— start DATA —

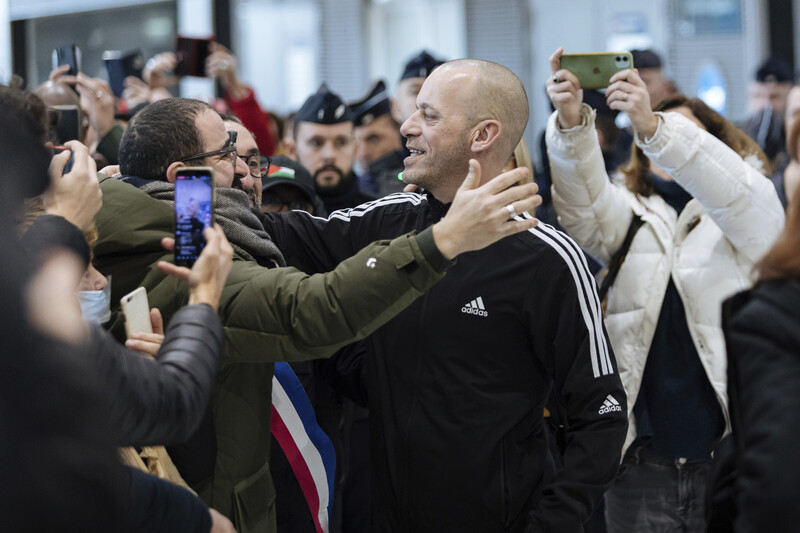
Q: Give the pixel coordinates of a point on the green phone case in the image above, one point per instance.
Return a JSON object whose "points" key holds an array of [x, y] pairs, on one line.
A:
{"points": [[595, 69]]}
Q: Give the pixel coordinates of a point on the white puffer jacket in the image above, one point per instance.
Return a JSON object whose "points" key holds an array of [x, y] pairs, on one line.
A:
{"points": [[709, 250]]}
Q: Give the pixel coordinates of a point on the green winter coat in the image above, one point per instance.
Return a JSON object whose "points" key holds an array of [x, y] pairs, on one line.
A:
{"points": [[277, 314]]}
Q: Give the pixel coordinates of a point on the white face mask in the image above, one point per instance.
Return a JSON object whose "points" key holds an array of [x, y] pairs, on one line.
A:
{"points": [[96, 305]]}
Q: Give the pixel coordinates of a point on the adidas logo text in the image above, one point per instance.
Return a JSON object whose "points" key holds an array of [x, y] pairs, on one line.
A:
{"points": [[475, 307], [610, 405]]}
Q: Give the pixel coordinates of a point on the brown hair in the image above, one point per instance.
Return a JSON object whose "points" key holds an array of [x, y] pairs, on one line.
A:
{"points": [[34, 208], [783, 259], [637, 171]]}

— end DATA —

§ YOUR TASK
Copy all of the rows above word for word, leaving out the pictures.

§ ANSWER TO THIS PROBLEM
Q: Give the pixel coordinates of a point on the green phone case in the image above, one point per instance.
Return a JSON object whose "points" key holds an array of [x, y] pairs, on one line.
A:
{"points": [[595, 69]]}
Q: Give the pixel coordinates of a point on the white puffer jacket in the image above, one point per instance.
Return a JSON object whose "points" key holds an array of [x, y] pairs, on one line.
A:
{"points": [[709, 250]]}
Q: Give the pixel coordinates of a point on the green winter coat in the image above, one point per instance.
Return a JSON object whose "points" key holds an array of [x, y] pairs, on one line.
A:
{"points": [[277, 314]]}
Q: Give the pixel coordinates of a point on the white face mask in the image above, one point per instance.
Return a JSON object whose "points" key holds an array of [x, y] pairs, on one line.
A:
{"points": [[96, 305]]}
Q: Give the pixel coordinates of a point on the adidas logo text in the image above, one point per instance.
Return a JSON object whose "points" key holds an array of [x, y] pairs, on one line.
A:
{"points": [[475, 307], [610, 405]]}
Q: Give the pixel coordinates of a point on the brown hair in the image above, one point per instance.
Return a JSON object whose "points" key holds an array of [x, y] pairs, on one line.
A:
{"points": [[34, 208], [783, 259], [637, 171]]}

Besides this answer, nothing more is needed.